→ Exercise objective
Output only the lines from the line holding "as in [694,46]." through the close of the records, exactly as they appear, with all pictures omitted.

Excerpts from point annotation data:
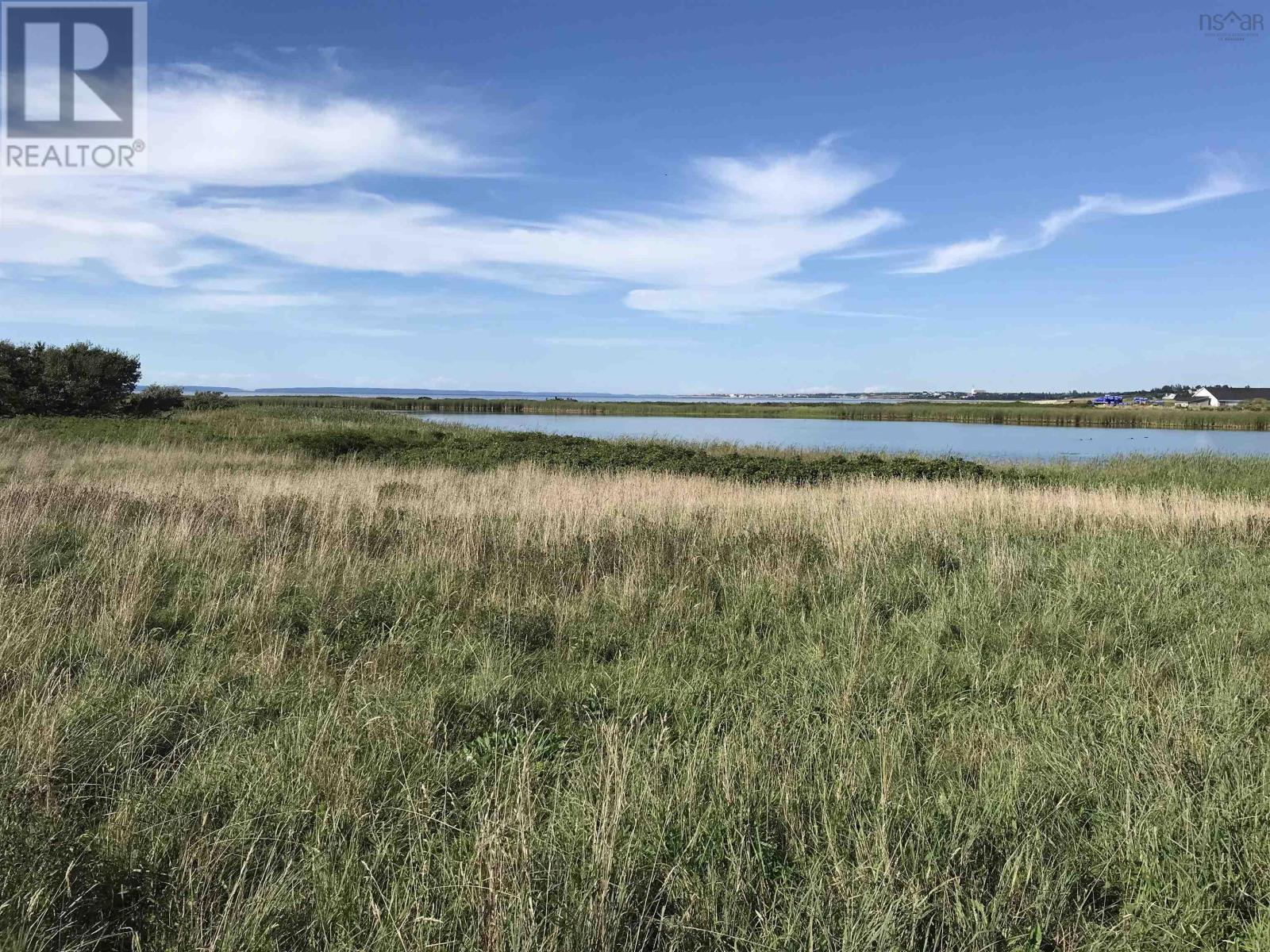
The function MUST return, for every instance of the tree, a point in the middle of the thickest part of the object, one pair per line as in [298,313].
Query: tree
[79,380]
[207,400]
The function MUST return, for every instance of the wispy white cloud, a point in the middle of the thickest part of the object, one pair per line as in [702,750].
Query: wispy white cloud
[287,159]
[752,298]
[615,343]
[1226,178]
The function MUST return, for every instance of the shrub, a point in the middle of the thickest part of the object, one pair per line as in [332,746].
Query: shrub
[79,380]
[154,400]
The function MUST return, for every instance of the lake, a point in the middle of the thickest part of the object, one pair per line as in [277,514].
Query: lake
[969,440]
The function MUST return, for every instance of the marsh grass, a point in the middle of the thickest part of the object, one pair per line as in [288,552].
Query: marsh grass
[256,700]
[1018,413]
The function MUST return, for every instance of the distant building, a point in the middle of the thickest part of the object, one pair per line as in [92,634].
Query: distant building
[1226,397]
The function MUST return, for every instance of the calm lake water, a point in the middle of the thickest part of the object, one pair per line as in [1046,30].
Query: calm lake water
[971,440]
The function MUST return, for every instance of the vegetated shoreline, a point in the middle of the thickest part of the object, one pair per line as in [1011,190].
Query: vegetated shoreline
[1003,414]
[283,678]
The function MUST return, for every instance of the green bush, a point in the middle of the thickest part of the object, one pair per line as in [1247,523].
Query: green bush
[483,450]
[207,400]
[154,400]
[79,380]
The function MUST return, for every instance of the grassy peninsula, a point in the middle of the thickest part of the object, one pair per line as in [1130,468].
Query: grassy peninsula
[1020,413]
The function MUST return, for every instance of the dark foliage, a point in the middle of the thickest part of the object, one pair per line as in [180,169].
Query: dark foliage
[483,450]
[207,400]
[79,380]
[154,400]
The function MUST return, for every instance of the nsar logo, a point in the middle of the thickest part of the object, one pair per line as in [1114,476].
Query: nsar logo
[1232,25]
[74,97]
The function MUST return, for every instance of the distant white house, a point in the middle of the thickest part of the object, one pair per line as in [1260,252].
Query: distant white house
[1225,397]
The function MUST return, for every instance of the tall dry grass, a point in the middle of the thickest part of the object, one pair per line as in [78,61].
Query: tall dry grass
[254,702]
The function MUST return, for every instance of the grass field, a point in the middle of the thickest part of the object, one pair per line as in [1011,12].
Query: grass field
[277,678]
[946,412]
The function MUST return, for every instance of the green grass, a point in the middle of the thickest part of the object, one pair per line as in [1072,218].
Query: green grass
[946,412]
[260,692]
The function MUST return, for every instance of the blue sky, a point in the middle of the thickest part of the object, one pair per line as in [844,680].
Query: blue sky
[671,198]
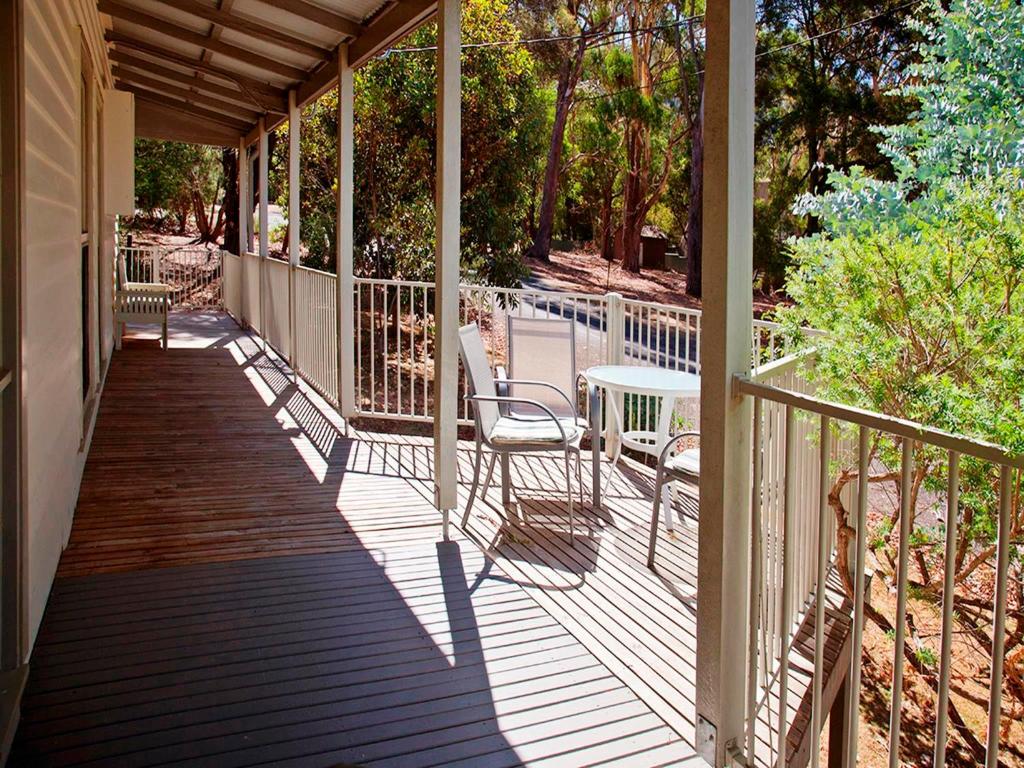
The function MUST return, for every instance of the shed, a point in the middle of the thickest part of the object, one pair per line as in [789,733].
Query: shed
[653,244]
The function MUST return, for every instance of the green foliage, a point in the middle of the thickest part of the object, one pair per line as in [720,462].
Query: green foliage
[970,121]
[918,280]
[168,172]
[395,127]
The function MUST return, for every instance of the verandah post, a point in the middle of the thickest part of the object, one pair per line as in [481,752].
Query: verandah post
[723,556]
[264,217]
[344,240]
[245,224]
[294,133]
[446,274]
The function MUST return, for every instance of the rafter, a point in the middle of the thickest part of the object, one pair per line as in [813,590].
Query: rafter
[318,15]
[181,79]
[184,107]
[128,77]
[245,82]
[169,29]
[230,20]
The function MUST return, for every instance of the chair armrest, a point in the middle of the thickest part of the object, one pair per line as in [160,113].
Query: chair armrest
[501,385]
[522,401]
[532,383]
[667,451]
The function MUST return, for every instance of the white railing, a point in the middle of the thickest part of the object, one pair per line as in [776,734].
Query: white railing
[195,273]
[393,325]
[316,331]
[800,443]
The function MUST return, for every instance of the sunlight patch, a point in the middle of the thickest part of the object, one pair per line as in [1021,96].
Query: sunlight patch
[261,387]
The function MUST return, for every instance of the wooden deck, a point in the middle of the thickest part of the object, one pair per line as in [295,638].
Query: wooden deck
[246,586]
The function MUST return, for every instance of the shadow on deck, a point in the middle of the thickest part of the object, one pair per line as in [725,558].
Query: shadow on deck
[246,586]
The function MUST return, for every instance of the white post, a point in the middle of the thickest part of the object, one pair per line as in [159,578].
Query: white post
[345,264]
[614,324]
[294,133]
[723,558]
[245,224]
[243,198]
[264,218]
[446,259]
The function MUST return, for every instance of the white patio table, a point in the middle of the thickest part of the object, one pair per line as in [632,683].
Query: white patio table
[654,382]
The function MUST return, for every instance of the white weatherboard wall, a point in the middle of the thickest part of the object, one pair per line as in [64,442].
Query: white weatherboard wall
[52,407]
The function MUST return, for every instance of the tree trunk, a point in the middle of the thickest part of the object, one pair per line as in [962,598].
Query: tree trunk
[635,194]
[568,76]
[694,219]
[229,207]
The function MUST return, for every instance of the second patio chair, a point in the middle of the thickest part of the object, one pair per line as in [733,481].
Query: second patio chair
[509,424]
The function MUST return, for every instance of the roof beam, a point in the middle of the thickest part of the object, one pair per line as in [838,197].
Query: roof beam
[229,20]
[169,29]
[320,15]
[181,79]
[245,82]
[184,107]
[155,121]
[127,77]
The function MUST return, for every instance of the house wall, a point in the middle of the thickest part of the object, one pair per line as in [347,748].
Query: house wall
[62,40]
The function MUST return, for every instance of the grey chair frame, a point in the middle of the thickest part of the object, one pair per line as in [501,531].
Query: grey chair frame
[666,474]
[506,450]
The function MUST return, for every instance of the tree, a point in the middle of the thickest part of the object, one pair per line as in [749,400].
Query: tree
[176,178]
[651,130]
[918,282]
[587,22]
[395,132]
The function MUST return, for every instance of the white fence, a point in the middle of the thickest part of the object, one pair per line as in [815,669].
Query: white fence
[195,273]
[796,456]
[800,444]
[393,323]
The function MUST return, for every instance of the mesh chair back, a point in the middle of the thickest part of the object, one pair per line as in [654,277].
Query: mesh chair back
[543,349]
[481,380]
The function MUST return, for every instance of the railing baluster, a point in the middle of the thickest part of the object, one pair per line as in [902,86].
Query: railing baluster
[853,708]
[824,547]
[785,621]
[906,470]
[999,619]
[948,585]
[755,589]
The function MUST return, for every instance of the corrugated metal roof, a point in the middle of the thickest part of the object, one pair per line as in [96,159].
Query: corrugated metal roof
[219,65]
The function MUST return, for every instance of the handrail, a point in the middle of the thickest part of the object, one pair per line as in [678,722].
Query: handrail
[901,427]
[782,365]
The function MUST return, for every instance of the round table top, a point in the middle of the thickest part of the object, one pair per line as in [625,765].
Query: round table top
[644,380]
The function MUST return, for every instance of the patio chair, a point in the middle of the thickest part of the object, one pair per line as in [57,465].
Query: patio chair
[676,463]
[138,302]
[512,424]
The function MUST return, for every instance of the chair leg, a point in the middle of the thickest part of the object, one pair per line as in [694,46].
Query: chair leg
[580,474]
[568,489]
[486,479]
[506,480]
[658,483]
[476,481]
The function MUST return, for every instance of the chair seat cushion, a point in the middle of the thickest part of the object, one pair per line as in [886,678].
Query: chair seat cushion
[686,462]
[535,431]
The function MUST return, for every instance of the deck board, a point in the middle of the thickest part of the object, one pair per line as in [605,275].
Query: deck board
[245,586]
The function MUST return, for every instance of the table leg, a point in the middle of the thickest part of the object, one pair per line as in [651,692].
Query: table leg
[664,430]
[594,400]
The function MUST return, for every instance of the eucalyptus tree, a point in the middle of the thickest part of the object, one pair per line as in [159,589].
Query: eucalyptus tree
[568,30]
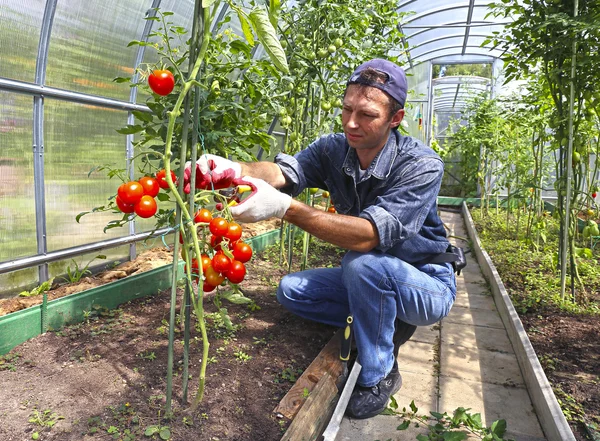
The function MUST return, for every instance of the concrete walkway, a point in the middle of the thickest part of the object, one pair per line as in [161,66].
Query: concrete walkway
[464,361]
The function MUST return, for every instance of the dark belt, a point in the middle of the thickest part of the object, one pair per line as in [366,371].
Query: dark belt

→ Task answer
The function MUST return, for every instance of the chair leg, a point in the middle of the thickest part of the object, one pair per line as in [694,46].
Query: chair leg
[580,474]
[568,489]
[486,479]
[506,480]
[658,483]
[476,481]
The function MUST return, for every instance of the chair seat cushion, a point in the middle of the thickest part of the object, one pair per line as in [886,678].
Query: chair seat cushion
[686,462]
[535,431]
The function MUST return, for every instance of the deck board, a point in the middle of the thickest part of the object, one pair per line as in [605,275].
Query: deck board
[245,586]
The function MUST return, for every instance of the table leg, a point in the middle of the thickest part of the object, one pair per line as in [651,692].
Query: table leg
[664,430]
[594,400]
The function MUST return, for every instance of the eucalyptus tree, a point in the middle of the thickest part of the object, one pair per line as in [159,589].
Query: eucalyptus tree
[568,30]
The function MUST return, for every instance of the concrete walkway, a point in the middle of the thickest part of the object, one pair per line as in [161,66].
Query: concrete walkway
[464,361]
The function MUST return, for every instance of the dark belt, a point in the middle of the thickest part of the object, one pair per line as in [366,371].
Query: dark belt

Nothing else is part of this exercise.